- _EXERCISE_: Carry on the blog post about moving a blog's frontend to Next.js, starting right after its final line.

-- START PAGE EXTRACT --

Moving Out? Nope. Rebuilding From Scratch
2025-04-01
Mid-course Check-in
Turns out, my blog was in a bigger mess than I thought. What I assumed would be a simple project—just switching the current HTML-based frontend over to Next.js—wasn’t simple at all. Not even close.
RESTful API
I first asked Cursor to handle the refactoring, since it’s known for being decent at it. But the modular structure of my project seemed to be too much for it to handle. I asked it to fix an endpoint, and it ended up fiddling with completely unrelated code. At that point, I figured it’d be faster to just do it myself.

While going through all this, I had another realization: FastAPI comes with Swagger by default, but I’d been testing all my features manually using HTML templates—clicking buttons and watching what happens like a caveman. That worked fine when I was only using GET and POST. But now that I’m using proper methods like DELETE and PATCH, I hit a wall:
HTML doesn't support those methods.

-- END PAGE EXTRACT --
-- START PROVIDED MATERIAL --

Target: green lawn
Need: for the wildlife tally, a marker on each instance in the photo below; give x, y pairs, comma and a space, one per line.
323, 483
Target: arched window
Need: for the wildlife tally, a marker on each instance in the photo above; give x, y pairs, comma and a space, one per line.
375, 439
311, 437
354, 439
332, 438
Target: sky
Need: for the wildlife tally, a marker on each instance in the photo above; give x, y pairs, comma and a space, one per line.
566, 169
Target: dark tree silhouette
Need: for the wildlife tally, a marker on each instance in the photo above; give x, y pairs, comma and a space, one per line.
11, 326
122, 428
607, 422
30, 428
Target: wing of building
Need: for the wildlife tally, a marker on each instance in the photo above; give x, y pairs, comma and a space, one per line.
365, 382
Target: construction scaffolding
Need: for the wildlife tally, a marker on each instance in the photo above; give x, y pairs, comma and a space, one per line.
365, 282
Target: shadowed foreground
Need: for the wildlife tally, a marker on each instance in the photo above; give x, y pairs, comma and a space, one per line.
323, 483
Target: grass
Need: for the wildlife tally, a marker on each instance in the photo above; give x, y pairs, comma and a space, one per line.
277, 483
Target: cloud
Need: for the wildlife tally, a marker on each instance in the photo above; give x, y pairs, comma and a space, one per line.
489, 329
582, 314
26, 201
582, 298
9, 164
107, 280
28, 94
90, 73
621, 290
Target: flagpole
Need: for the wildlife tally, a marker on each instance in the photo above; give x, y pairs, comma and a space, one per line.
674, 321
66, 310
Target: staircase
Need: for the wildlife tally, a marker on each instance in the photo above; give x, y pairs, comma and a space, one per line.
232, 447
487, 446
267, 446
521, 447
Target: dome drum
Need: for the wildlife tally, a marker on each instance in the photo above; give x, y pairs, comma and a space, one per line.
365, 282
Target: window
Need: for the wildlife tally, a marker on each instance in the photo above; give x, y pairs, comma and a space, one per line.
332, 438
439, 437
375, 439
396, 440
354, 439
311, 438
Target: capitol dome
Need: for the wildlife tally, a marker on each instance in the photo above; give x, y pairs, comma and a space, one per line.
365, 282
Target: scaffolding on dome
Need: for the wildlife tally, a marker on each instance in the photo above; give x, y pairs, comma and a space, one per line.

-- END PROVIDED MATERIAL --

- _REPLY TO THE TASK_:
So what’s the workaround?
What do you think... Swagger it is.
I paid /docs a visit for the first time in forever and started testing each endpoint manually. That’s when I noticed another issue: the /docs endpoint on the live production site—cliche.life—had no access restrictions whatsoever.
A gaping security hole, just chilling out in the open. So yeah, that got locked down real quick.
Next.js
At first, I wanted to do a gradual migration—one page at a time. But given how HTML doesn’t even support basic RESTful methods, I realized that if I wanted to get this to production, I’d be better off just fully switching over to Next.js and deploying the whole thing anew. So I brought Cursor back in to help with the frontend.
And… the result? Not great.
UI/UX-wise, it wasn’t even clear if it was an upgrade at all. Might as well have stuck with my crusty old HTML.
So I tried Windsurf instead.
Courtesy of Cursor
Surprisingly, Windsurf was much better at understanding the overall context. Compared to Cursor, it clearly had the upper hand in frontend design.
But when it came to actually connecting the frontend to my existing FastAPI backend? Total disaster.
So once again, Cursor had to step in to patch things up.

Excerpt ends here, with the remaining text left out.